▶ [Set exercise] Return the records exactly as they are.

***

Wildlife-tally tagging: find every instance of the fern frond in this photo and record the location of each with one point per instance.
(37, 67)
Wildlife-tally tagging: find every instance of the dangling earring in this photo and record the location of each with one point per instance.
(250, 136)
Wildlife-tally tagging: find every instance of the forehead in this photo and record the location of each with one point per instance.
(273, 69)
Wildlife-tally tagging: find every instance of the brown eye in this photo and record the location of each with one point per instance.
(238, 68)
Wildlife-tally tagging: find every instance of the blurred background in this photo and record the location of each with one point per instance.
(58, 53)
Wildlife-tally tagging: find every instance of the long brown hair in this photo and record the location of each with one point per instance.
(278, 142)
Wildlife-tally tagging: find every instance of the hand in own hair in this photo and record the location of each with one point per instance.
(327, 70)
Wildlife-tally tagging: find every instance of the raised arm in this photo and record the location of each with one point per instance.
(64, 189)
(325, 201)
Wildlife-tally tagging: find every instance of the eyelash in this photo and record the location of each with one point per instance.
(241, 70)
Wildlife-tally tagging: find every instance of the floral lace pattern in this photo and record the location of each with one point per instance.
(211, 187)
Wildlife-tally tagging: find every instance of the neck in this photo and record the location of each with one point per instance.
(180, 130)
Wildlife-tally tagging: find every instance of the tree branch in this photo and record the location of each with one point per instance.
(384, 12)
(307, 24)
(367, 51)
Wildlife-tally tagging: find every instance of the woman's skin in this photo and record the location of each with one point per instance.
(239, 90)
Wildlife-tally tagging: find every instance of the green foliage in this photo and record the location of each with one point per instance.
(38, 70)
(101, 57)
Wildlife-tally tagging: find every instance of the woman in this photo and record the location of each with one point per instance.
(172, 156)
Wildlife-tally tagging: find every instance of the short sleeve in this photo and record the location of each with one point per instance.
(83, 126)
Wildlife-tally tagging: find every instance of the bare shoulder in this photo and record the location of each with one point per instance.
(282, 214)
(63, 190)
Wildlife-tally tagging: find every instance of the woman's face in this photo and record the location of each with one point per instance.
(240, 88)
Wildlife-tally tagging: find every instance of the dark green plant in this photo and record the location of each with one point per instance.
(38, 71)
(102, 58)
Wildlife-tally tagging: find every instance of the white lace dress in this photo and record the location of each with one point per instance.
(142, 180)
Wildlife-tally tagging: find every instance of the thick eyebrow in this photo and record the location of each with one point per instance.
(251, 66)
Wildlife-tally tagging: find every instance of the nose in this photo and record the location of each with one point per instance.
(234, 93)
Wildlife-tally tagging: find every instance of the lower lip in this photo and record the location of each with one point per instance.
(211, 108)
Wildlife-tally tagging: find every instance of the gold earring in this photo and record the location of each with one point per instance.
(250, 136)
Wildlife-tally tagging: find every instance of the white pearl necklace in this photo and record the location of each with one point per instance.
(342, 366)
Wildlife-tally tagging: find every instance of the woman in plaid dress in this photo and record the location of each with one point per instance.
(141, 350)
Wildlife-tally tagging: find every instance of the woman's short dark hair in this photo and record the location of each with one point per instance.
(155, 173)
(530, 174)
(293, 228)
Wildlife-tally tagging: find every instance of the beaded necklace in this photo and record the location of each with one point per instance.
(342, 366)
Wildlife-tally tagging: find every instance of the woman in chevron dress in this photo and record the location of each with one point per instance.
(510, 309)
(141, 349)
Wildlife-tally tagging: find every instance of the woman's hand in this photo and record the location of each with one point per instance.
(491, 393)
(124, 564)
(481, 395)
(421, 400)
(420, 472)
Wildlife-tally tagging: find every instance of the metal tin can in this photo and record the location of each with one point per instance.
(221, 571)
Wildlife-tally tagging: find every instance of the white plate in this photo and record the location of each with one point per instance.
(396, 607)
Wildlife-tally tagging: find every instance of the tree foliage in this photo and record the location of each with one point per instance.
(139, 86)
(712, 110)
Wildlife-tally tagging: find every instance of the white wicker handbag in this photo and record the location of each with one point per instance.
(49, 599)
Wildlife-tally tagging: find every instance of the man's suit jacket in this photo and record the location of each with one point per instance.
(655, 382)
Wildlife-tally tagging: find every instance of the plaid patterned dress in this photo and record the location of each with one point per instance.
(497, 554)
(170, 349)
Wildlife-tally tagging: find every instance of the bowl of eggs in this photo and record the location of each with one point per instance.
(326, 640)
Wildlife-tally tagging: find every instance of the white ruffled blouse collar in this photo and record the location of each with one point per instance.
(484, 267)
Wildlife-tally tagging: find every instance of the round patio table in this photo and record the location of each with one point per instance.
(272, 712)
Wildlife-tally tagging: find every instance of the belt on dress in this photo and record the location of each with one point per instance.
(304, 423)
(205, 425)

***

▶ [Result for this task]
Wildlife-tally tagging: find every instance of the fern frond in this photo and record the location of each with one point per instance.
(37, 67)
Wildlife-tally tagging: find every instance of the dangling earring in this photo and record the location of each with one point per instance.
(250, 136)
Wildlife-tally tagging: find every instance of the forehead in this photo and record the location of each with one point per instance.
(273, 69)
Wildlife-tally tagging: find every instance of the brown eye in this photo and record the location of each with one point per instance.
(238, 68)
Wildlife-tally tagging: find every instance of the blurred background in this photo and record the location of each with one point per instance.
(58, 53)
Wildlife-tally tagging: find every instance of the long brown hair in this photo and record the location of each with one point per instance.
(278, 142)
Wildlife-tally tagging: find every instance of the hand in own hair in this photo and record the location of each with one point per instance.
(327, 70)
Wildlife-tally tagging: find every instance of the raised arm in this photo and record the location of each with one point per instance.
(64, 189)
(325, 201)
Wildlife-tally tagging: find every instance of the eyelash in this photo and record the location of each with one point per instance.
(241, 70)
Wildlife-tally tagging: find every instance of the floral lace pattern in this photo and record the location of each with one point per instance.
(211, 187)
Wildlife-tally tagging: find every instance of the neck in this photo and record the location of each with one point per instance.
(180, 130)
Wildlife-tally tagging: find every instance of the tree branch in this photo and record the location of each with one point per instance.
(384, 12)
(307, 24)
(367, 51)
Wildlife-tally tagging: find every instance of the woman's skin in this photo and record the location of each with one point per instance.
(239, 90)
Wildlife-tally tagging: find every instance of the green foliage in this photo and record the location of each with one point per instance.
(38, 70)
(101, 57)
Wildlife-tally tagging: find every instance of the woman in this photo and record the location of each with one point per instance.
(172, 156)
Wildlife-tally tagging: find every instance of the short sleeve in this photo and record the location of each with one point per instance.
(83, 126)
Wildlife-tally tagging: find every instance of the bare shoulder in this photo and record the location of each with one point per instance.
(282, 214)
(63, 190)
Wildlife-tally tagging: find every instance of the woman's face in this photo and record the location of each with one point per instance.
(240, 88)
Wildlife-tally tagging: find every instance of the dark green plant in this photo and record the location of each with one point per instance.
(38, 71)
(102, 58)
Wildlife-tally tagging: find every instance of the white lace dress in this photo and record the location of each with one point per instance.
(142, 180)
Wildlife-tally tagging: find every instance of the thick eyebrow in this photo and record the location of each with one point per instance.
(251, 66)
Wildlife-tally tagging: find every instance of the nose in this photo and record the location of each with one point per instance.
(234, 93)
Wildlife-tally tagging: find every instance of the lower lip in this photo and record the location of each with one point per instance.
(211, 108)
Wildlife-tally tagging: find every instance of the gold earring in this photo and record the location of each with one point per instance.
(250, 136)
Wildlife-tally tagging: find every instance of the white pearl necklace in this photo and record the location of each with one point per instance.
(342, 366)
Wildlife-tally tagging: find every instance of the woman in plaid dress in this photo and record the location of each with one point per instance.
(141, 350)
Wildlife-tally tagging: find every instance of the woman's short dark hair in this photo and record the location of each with one point per instance.
(155, 173)
(530, 174)
(293, 228)
Wildlife-tally tagging: find every instance of the beaded necklace in this photo and record the location of each with one point per instance.
(342, 366)
Wildlife-tally tagging: find every instance of the woman in chevron dress in this photo and record the location of each with one point per instance.
(510, 309)
(141, 349)
Wildlife-tally tagging: find every instance of the woman's hand in this photo and record the location of each with one point per instance.
(491, 393)
(124, 564)
(481, 395)
(421, 400)
(420, 472)
Wildlife-tally tagging: find every instance of the metal tin can in this photo and record the location of each with one point per instance.
(221, 571)
Wildlife-tally tagging: find every instance of the white plate in this photo and record the location of each with one point per instance.
(396, 607)
Wildlife-tally tagging: find every instance of the tree foliage in this photo and record the location of each with one point per instance.
(139, 86)
(712, 110)
Wildlife-tally tagging: find every instance of the white wicker handbag in this photo and record the location of each with one point per instance.
(49, 599)
Wildlife-tally tagging: find every instance of the man's suit jacket in this photo and record the location of each with one point per instance.
(655, 382)
Wildlife-tally tagging: find every instance of the plaid patterned dress in this photo and record the location of each with one point per instance.
(497, 554)
(170, 349)
Wildlife-tally tagging: find every instance of the bowl of eggs in this photo and record the location of each with one point per instance.
(326, 640)
Wildlife-tally tagging: find every instance of the white ruffled blouse collar in this photo and record the location of each with one point per instance.
(484, 267)
Wildlife-tally tagging: find every instance of the round patio table in this photo and record the location of each with one point per instance.
(272, 712)
Wildlife-tally tagging: find every instance of the belt on dress in this photo and record the location of each with one point per instance.
(304, 423)
(205, 425)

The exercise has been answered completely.